[Einträge zu beschrifteten Kästen]
■ ■ ■ ■ ■
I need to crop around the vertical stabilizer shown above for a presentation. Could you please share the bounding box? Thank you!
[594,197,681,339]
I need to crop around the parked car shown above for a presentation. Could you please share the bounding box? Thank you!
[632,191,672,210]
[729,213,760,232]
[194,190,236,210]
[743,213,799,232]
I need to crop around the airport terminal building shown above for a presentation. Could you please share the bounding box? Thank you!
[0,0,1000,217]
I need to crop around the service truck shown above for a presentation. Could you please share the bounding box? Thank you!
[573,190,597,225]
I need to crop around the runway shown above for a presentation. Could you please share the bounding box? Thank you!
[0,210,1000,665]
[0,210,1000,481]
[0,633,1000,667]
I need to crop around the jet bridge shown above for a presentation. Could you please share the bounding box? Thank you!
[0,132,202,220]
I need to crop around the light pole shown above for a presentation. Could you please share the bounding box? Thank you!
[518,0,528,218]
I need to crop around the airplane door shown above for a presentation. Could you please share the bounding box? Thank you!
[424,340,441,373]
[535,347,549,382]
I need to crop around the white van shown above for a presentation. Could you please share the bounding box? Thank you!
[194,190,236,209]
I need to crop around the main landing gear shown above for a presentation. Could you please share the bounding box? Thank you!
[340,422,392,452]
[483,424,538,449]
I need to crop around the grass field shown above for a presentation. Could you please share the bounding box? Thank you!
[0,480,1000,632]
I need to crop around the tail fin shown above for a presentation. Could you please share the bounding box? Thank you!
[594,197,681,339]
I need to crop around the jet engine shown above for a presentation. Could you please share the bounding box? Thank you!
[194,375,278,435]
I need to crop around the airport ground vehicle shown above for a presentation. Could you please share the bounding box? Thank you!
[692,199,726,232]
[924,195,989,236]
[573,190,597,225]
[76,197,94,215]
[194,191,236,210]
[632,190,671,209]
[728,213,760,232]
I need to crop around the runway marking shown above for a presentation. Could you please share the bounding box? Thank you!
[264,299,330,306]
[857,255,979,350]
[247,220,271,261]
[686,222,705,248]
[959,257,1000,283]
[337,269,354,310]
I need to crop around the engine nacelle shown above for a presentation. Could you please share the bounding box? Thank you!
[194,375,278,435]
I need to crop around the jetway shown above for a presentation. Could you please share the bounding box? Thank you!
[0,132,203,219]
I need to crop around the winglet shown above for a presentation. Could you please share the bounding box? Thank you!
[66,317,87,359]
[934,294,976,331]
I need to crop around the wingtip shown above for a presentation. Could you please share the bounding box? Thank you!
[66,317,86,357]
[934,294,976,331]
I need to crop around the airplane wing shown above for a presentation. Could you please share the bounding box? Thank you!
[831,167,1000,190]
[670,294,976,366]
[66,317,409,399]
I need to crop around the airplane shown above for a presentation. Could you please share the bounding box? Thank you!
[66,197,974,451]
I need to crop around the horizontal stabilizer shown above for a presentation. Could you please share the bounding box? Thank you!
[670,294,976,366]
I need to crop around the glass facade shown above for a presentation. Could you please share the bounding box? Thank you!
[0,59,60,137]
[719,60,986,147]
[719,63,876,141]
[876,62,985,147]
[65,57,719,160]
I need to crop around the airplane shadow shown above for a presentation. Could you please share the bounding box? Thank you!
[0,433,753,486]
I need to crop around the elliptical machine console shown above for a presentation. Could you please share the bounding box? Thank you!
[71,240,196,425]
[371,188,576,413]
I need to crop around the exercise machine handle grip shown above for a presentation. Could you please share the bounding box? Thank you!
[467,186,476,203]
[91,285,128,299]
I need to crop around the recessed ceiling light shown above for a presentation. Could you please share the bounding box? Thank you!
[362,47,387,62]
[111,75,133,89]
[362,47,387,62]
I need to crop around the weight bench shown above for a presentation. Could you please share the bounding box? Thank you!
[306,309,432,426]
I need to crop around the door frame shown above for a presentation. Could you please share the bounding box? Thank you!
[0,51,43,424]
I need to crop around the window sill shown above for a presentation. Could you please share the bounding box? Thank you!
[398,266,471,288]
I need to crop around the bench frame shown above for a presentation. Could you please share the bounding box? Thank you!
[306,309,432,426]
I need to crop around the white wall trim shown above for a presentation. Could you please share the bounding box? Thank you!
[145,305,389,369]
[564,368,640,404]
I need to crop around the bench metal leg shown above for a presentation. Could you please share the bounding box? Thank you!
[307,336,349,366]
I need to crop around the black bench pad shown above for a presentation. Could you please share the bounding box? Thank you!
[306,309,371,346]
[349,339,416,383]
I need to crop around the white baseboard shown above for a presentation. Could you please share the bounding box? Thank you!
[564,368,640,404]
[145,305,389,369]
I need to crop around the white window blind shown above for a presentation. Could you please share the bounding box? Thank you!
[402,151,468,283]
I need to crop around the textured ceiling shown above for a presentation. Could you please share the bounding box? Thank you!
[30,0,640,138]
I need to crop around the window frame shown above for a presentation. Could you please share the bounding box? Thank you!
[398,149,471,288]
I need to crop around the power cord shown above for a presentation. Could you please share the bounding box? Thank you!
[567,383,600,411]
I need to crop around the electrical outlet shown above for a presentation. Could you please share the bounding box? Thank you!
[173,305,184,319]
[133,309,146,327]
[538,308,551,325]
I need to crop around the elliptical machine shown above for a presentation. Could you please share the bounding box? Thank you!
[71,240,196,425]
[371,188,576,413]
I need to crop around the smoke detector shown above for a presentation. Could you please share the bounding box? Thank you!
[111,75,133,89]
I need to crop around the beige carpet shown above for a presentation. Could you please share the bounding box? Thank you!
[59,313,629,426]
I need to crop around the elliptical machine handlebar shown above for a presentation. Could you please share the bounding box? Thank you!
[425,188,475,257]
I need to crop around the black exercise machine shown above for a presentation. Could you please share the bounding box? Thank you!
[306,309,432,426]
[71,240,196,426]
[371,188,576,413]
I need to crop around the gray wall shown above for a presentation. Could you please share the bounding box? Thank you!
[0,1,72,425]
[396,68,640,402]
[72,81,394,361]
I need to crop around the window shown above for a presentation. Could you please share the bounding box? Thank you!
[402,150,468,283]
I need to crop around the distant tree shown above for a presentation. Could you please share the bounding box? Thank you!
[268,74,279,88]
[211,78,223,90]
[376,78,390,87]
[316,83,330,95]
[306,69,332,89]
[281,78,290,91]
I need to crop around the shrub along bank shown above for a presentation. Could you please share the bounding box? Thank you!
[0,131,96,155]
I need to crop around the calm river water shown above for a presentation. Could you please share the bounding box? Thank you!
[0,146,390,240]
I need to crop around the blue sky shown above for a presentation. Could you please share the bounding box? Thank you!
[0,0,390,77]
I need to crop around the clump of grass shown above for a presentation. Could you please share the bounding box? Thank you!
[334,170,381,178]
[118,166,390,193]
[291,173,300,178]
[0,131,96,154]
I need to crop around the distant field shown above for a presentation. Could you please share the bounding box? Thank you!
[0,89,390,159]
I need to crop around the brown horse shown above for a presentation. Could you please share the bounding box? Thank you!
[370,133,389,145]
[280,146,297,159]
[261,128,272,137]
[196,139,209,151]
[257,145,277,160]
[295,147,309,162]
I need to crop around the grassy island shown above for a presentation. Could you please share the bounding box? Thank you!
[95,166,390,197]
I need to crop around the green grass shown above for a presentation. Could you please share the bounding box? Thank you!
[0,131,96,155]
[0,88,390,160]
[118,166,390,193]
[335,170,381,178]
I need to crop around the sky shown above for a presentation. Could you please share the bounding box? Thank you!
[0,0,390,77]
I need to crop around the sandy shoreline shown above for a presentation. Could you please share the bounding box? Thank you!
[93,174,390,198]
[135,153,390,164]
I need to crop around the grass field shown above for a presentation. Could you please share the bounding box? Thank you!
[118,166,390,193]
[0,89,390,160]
■ ■ ■ ■ ■
### Ziel der Übung
Finde in den Einträgen oben jede Zeile mit dem Wort „door“ und schreib diese Zeilen ab.

### Lösung der Übung
I need to crop around the airplane door shown above for a presentation. Could you please share the bounding box? Thank you!
I need to crop around the door frame shown above for a presentation. Could you please share the bounding box? Thank you!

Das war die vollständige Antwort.